Note: This is part 2. Please start here, as needed: The 2021 Rocky Mountain Driving Experience (part 1)
I’d enjoyed driving the 2022 Nissan Frontier with Derek, the Nissan product specialist, but generally speaking, I prefer to drive these vehicles solo so I can screw with settings, crank the stereo, stop if I see something interesting (or a good photo backdrop), etc. Next up in the driving queue was a solo drive of the…
2021 Honda Ridgeline AWD Sport
Another pickup truck, but Honda’s been producing heavy duty and construction equipment since the earliest years of the company. It knows a few things about this segment.
I found the Ridgeline a bit more spacious than the Frontier, and a bit better appointed too. That “crew cab” second row of interior seats fit well into the vehicle too, making this a surprisingly family-friendly vehicle if you need space to tote things, bring equipment back from the arena, whatever. Surprisingly, it sported a 9-speed automatic which made it a decently responsive drive with plenty of power from the 3.5L V6 engine with variable cylinder management (VCM). Still, it averages 21mpg, though that’s pretty good for a vehicle in this class. Total price: $40,860.00
In a lot of ways, modern crew cab pickups seem more like SUVs where the cargo space in the back is replaced by a flatbed. Cover the flatbed on the photo above and it’s almost a Honda CR-V. A good thing? Probably, as long as the companies can keep the rigidity and handling because it’s in the SUV category that most companies are innovating the most, as is logical given worldwide vehicle sales of SUVs. In a word, it’s a HOT category.
____________________
■ Exercise aim
Write what comes next in the Rocky Mountain truck review, picking up right after its last sentence. The listing after this text has no connection to it.

■ Dataset extract
____________________
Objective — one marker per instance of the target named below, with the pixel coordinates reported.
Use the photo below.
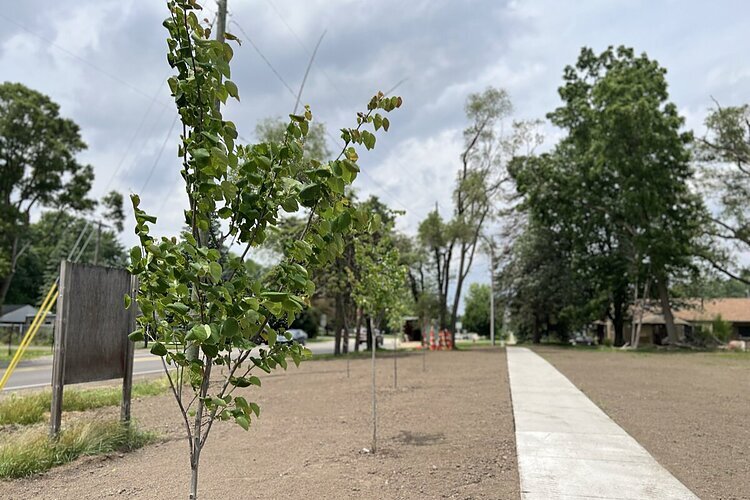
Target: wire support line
____________________
■ Task output
2022 Hyundai Tucson Limited Hybrid AWD
Speaking of SUVs, next up was the 2022 Hyundai Tucson Limited Hybrid AWD in Quartz White:
With an infotainment system shared by the Kia line, it was a solid, comfortable option in the mid-range SUV category. It is, however, so generic that you could swap out front grill medallions and people would believe it’s a Honda, Kia, Toyota, probably even a Ford or Chevy. Not a bad thing, but this vehicle could use a bit more verve to engage drivers. It is a bit underpowered with a 1.6L 4 cylinder hybrid engine featuring a 6-speed automatic transmission. Yes, not a continuously variable transmission like the Toyota hybrid system. It delivers solid fuel efficiency, though, an average of 37mpg combined. No price was shared.
2022 Nissan Pathfinder Platinum 4WD [Pre-Production]
I went from the Hyundai to the Nissan Pathfinder, a pre-production model for us to check out in “Obisidian Green Pearl” (apparently each model has its own name for the same colors?)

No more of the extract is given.